* **Job**
Gather every line in the listing below that contains the word "white", and copy each one out.

* **Records provided**
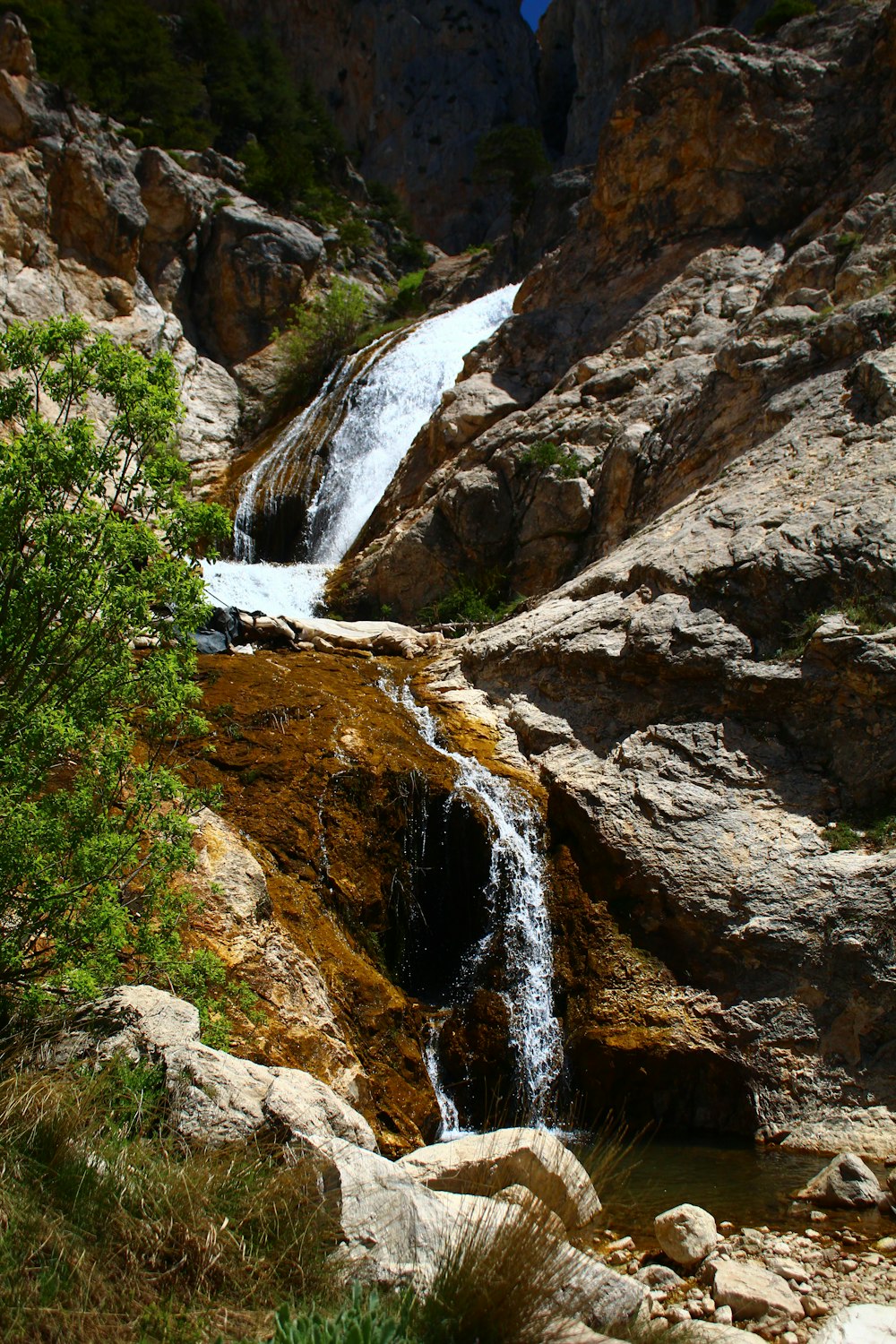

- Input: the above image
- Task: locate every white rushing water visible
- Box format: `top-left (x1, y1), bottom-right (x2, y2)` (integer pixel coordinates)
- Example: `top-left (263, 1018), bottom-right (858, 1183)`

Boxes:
top-left (380, 680), bottom-right (563, 1137)
top-left (204, 285), bottom-right (519, 618)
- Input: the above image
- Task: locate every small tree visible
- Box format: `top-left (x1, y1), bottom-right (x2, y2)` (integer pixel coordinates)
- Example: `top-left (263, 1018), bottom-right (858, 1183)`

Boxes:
top-left (0, 317), bottom-right (227, 994)
top-left (474, 123), bottom-right (551, 215)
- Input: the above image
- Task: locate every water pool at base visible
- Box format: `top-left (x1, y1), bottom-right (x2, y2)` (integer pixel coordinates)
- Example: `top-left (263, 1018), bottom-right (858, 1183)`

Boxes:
top-left (575, 1136), bottom-right (896, 1245)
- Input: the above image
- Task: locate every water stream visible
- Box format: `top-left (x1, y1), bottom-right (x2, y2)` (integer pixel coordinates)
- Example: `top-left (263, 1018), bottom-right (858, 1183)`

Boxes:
top-left (380, 679), bottom-right (563, 1137)
top-left (205, 285), bottom-right (563, 1137)
top-left (204, 285), bottom-right (519, 620)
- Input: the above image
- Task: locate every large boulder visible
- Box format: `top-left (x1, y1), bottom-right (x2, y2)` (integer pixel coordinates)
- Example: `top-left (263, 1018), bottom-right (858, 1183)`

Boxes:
top-left (797, 1153), bottom-right (883, 1209)
top-left (398, 1129), bottom-right (600, 1228)
top-left (712, 1261), bottom-right (805, 1322)
top-left (41, 986), bottom-right (199, 1066)
top-left (653, 1204), bottom-right (719, 1269)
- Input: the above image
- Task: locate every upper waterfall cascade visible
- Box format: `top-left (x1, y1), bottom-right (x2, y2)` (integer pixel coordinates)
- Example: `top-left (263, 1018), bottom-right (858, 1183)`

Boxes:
top-left (204, 285), bottom-right (519, 618)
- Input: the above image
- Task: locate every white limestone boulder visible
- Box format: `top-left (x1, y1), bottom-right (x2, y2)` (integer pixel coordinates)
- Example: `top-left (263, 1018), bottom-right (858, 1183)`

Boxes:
top-left (40, 986), bottom-right (199, 1066)
top-left (712, 1261), bottom-right (805, 1322)
top-left (653, 1204), bottom-right (719, 1269)
top-left (398, 1129), bottom-right (600, 1228)
top-left (813, 1303), bottom-right (896, 1344)
top-left (797, 1153), bottom-right (883, 1209)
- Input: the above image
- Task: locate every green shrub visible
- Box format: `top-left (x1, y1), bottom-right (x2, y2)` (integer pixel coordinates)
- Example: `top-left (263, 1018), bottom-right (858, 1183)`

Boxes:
top-left (473, 123), bottom-right (551, 215)
top-left (13, 0), bottom-right (345, 212)
top-left (280, 276), bottom-right (366, 402)
top-left (0, 319), bottom-right (229, 996)
top-left (753, 0), bottom-right (817, 38)
top-left (391, 269), bottom-right (426, 317)
top-left (519, 438), bottom-right (586, 481)
top-left (270, 1284), bottom-right (417, 1344)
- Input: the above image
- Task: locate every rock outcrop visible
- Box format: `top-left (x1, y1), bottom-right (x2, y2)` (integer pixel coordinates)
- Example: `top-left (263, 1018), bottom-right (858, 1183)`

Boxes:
top-left (159, 0), bottom-right (538, 252)
top-left (332, 0), bottom-right (896, 1150)
top-left (538, 0), bottom-right (764, 164)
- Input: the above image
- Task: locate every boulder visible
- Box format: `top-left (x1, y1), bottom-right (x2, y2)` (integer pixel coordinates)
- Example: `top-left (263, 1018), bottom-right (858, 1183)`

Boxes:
top-left (262, 1069), bottom-right (376, 1152)
top-left (797, 1153), bottom-right (883, 1209)
top-left (41, 986), bottom-right (199, 1066)
top-left (398, 1129), bottom-right (600, 1228)
top-left (653, 1204), bottom-right (719, 1269)
top-left (664, 1322), bottom-right (762, 1344)
top-left (712, 1261), bottom-right (805, 1328)
top-left (813, 1303), bottom-right (896, 1344)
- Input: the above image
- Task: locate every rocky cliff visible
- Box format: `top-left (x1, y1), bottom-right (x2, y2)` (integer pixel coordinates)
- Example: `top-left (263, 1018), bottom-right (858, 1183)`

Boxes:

* **The completed task**
- Task: locate every white rushing water visible
- Task: locate every white limestone boulder visible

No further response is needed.